** READING PASSAGE **
*-*-*
Here’s how the company did:
- Earnings: A loss of 3 cents per share, adjusted, vs. an expected gain of 2 cents per share as expected by analysts, according to Refinitiv.
- Revenue: $1.3 billion, vs. $1.33 billion as expected by analysts, according to Refinitiv.
The stock closed up 11.7% on Wednesday as tech stocks rallied.
Shopify’s layoff announcement on Tuesday, and subsequent stock fall, appears to have “de-risked” its shares on Wednesday, said Tom Forte, an analyst at D.A. Davidson, who has a hold rating on the stock. Executives’ commentary around efforts to curb spending, while continuing to take market share in e-commerce, may have allayed some investors’ fears, Forte added.
The Canadian company, which helps business owners set up a store online, was a Covid-19 pandemic darling. When the pandemic forced physical stores to temporarily shutter, many retailers turned to Shopify to establish a presence online. That propelled Shopify’s stock to new highs, and it saw double-digit revenue growth throughout much of 2020 and 2021.
*-*-*
In the Shopify earnings text, what revenue did the company report?

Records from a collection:
*-*-*
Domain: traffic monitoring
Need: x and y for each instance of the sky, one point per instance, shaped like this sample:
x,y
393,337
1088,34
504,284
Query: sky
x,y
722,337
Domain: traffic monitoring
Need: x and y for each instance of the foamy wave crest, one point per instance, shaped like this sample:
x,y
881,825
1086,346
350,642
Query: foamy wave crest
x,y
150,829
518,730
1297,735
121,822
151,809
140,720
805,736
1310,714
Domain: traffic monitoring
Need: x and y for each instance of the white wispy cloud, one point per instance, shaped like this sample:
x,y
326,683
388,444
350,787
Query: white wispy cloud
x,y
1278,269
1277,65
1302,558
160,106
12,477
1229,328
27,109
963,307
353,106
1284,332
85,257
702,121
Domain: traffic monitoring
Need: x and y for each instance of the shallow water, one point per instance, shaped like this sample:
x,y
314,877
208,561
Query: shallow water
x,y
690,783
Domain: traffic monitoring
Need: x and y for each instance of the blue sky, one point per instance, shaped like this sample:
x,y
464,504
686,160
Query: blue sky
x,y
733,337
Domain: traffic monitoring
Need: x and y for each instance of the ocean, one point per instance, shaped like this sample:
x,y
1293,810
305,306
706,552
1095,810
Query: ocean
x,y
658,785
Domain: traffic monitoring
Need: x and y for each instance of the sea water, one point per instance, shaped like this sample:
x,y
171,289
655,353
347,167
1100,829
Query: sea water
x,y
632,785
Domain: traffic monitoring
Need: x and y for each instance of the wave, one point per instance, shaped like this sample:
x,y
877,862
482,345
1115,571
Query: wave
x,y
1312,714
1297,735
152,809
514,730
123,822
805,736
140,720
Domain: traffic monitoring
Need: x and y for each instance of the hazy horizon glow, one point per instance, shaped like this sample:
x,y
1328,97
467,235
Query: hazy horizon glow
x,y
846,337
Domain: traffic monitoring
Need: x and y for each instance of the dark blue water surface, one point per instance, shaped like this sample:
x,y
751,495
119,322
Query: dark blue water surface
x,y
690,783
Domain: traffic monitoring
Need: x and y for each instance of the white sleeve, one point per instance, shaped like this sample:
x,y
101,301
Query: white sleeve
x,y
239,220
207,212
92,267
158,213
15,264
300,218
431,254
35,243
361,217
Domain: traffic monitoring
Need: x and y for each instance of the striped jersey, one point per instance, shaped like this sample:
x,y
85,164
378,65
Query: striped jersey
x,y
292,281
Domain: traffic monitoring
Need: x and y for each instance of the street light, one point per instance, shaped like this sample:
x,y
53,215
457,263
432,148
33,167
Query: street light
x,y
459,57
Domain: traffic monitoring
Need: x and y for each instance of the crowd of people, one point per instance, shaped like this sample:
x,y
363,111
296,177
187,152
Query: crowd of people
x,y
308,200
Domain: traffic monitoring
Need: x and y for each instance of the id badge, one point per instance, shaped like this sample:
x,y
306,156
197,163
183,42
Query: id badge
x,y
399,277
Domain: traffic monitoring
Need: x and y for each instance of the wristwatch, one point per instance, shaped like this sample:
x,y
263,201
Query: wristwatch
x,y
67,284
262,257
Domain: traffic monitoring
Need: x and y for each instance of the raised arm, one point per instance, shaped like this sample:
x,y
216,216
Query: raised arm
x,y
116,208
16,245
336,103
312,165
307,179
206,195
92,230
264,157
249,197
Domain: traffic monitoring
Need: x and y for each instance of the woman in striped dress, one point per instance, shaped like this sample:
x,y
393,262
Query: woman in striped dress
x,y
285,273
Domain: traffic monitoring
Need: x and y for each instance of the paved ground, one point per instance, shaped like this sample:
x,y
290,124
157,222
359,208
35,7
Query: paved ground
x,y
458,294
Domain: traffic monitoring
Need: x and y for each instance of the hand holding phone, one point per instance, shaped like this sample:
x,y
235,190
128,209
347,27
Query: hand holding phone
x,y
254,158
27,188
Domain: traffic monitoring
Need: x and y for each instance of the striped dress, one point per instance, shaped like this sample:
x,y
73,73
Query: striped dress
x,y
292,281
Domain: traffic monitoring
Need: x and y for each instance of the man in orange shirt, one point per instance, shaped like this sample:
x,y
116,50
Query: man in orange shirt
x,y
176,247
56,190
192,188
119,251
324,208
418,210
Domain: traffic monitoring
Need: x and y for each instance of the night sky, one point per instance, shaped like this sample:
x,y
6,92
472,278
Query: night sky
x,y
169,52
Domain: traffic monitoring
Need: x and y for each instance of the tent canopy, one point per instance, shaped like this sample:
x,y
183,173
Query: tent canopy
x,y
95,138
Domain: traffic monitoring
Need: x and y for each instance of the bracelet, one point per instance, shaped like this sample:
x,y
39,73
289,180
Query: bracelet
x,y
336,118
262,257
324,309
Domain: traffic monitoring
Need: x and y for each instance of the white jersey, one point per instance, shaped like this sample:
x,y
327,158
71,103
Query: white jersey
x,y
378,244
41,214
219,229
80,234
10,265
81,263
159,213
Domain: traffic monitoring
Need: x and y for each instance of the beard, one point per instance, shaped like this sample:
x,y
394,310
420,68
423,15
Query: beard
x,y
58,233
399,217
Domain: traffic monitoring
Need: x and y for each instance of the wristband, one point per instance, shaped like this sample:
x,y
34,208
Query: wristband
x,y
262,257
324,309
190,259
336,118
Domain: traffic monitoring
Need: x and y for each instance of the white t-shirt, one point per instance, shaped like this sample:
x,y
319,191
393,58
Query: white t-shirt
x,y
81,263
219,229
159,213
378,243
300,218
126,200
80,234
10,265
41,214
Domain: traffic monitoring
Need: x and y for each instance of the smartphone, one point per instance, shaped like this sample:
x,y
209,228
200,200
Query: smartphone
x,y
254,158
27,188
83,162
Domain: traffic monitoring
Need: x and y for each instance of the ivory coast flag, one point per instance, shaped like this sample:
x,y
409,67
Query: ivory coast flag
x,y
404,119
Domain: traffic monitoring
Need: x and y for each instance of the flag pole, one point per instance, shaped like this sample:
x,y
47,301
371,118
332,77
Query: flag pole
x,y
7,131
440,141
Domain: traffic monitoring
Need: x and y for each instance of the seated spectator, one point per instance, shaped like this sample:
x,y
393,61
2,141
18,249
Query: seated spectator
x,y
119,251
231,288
*-*-*
** ANSWER BOX **
$1.3 billion